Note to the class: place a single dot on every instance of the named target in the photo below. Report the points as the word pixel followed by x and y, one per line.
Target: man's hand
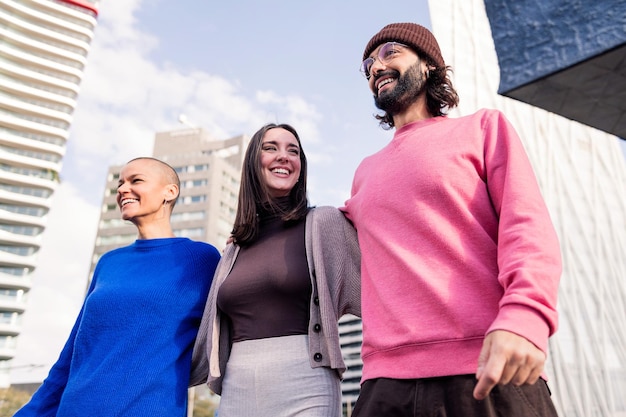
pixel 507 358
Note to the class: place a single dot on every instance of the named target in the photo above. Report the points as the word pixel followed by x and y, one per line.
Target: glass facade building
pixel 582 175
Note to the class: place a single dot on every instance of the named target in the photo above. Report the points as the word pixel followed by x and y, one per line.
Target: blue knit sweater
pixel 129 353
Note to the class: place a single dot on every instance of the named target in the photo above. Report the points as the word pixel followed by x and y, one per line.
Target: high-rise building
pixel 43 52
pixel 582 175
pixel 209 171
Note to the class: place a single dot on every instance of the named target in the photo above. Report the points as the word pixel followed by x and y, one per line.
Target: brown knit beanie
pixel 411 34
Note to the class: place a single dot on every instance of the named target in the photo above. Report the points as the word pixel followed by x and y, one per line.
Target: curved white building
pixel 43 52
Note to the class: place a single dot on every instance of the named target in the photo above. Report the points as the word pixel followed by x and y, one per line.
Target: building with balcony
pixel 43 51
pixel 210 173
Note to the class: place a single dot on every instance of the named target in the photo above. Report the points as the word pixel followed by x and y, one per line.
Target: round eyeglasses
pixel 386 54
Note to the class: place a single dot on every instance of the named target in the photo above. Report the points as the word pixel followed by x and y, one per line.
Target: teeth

Exercise
Give these lines again with "single dot" replaced by "single mark" throughout, leaving everything else unchanged, and omit the pictures.

Exercise answer
Note to the class: place a single mark on every instance of the named target in the photo below. Report the points as the word pixel followed by x and y, one per line.
Target: man's hand
pixel 507 358
Note to the class: place a single mark on every instance of the named target in the photo above. Report the points as the word pixel followed by x and y, one per line.
Target: glass facade building
pixel 582 175
Note to the class: place a single mark on every instance of the named target in the photo above. Report the points as the word pixel followed by x and y, one per line.
Target: blue knit sweater
pixel 129 353
Note to the class: place a single mark on every instance of the named target in the photo above. Report the points as the word pixel followed by x and y, one per line.
Target: high-rise building
pixel 43 52
pixel 582 175
pixel 209 171
Note to the class: place a single mark on every instance of the named target in the photo above. Report the points as the word pixel followed by x and y, one per line.
Target: brown knit beanie
pixel 411 34
Note to the class: place a single mark on every instance of the named target in the photo above. Report the points as the word pixel followed by x and y, one per line.
Target: curved white building
pixel 43 52
Note to the class: place a single mark on every instance of the named target in the photo above. Report the points as the word pixel followed by x and y, one per line.
Target: building with balcony
pixel 43 51
pixel 210 173
Note to the class: place a single mark on every instance of the named target in the photo above. Report the points as the word pixel followed by x and y, one per line.
Target: round eyeglasses
pixel 386 54
Note to the class: place a single mark on every instance of the named target in the photo above. Report the points as the word pixel followed by x and y, one per line.
Target: teeth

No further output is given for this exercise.